* Given problem: Copy every item below word for word, from the first line to the last.

++++ Data for the task ++++

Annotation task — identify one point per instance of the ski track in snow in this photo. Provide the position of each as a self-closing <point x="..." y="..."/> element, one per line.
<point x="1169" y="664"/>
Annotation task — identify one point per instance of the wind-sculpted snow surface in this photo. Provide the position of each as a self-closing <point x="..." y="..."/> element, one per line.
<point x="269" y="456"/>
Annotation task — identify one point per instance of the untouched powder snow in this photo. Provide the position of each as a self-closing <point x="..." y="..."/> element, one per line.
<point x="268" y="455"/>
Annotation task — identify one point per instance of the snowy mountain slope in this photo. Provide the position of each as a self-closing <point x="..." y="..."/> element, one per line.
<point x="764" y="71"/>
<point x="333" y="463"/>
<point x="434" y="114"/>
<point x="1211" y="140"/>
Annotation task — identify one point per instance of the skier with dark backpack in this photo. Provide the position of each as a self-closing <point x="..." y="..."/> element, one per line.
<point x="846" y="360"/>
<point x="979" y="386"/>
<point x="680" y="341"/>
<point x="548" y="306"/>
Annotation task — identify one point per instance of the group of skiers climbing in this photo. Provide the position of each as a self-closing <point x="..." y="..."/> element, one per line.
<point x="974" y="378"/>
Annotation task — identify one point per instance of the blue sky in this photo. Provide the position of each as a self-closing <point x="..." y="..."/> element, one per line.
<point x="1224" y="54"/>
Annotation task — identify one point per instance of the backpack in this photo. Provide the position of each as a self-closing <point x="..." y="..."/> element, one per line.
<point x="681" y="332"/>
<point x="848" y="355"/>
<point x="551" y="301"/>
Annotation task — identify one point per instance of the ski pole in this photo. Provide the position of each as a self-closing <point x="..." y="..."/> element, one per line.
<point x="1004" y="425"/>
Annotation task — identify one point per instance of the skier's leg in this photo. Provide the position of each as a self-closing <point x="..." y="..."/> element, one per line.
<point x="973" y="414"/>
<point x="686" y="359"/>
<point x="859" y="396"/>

++++

* Exercise output:
Annotation task — identify one point per instance of the ski track in snow in this photo. Provide the position of each as a self-closing <point x="..." y="..."/> element, one per line.
<point x="1169" y="664"/>
Annotation task — identify one point per instance of the wind-sculpted snow surface in this photo. Provide the position of each as a self-closing <point x="..." y="..."/> element, one per line.
<point x="269" y="456"/>
Annotation task — identify one point per instance of the untouched powder snow in this photo. Provide the position of each as a self-closing <point x="..." y="..."/> element, one per line.
<point x="268" y="455"/>
Annotation task — identify one point per instance of the snowy mountain slope in this photo. Provide the position of each as a self-closing <point x="..." y="..."/> element, one per line.
<point x="764" y="71"/>
<point x="333" y="463"/>
<point x="434" y="114"/>
<point x="1211" y="140"/>
Annotation task — identify one point per instance of the skier with dark backpack in this photo. Provide the position of each as a self-closing <point x="..." y="..."/> element, one per line.
<point x="846" y="360"/>
<point x="979" y="386"/>
<point x="680" y="341"/>
<point x="548" y="306"/>
Annotation task — identify one point per instance of the group of skiers climbing in this photo. Provide the position of each as a self-closing <point x="..." y="..."/> element, one per line.
<point x="974" y="378"/>
Annotation task — identify one point per instance of the blue sky in this photo. Provide the position of each as a self-closing <point x="..." y="..."/> element, one per line.
<point x="1224" y="54"/>
Annotation task — identify one point per instance of the backpack in this photo. Provide the position of each as a self-closing <point x="..." y="..."/> element, one per line.
<point x="681" y="332"/>
<point x="848" y="355"/>
<point x="551" y="301"/>
Annotation task — identify one point per instance of the ski pole in this photo. Provide the position of each as a self-closing <point x="..." y="..."/> element, one per line.
<point x="1004" y="425"/>
Annotation task — identify one point per instance of the skier's leg in this photo. Provide the position of each as a self-closing <point x="..." y="..."/> element, one per line.
<point x="973" y="414"/>
<point x="686" y="359"/>
<point x="859" y="396"/>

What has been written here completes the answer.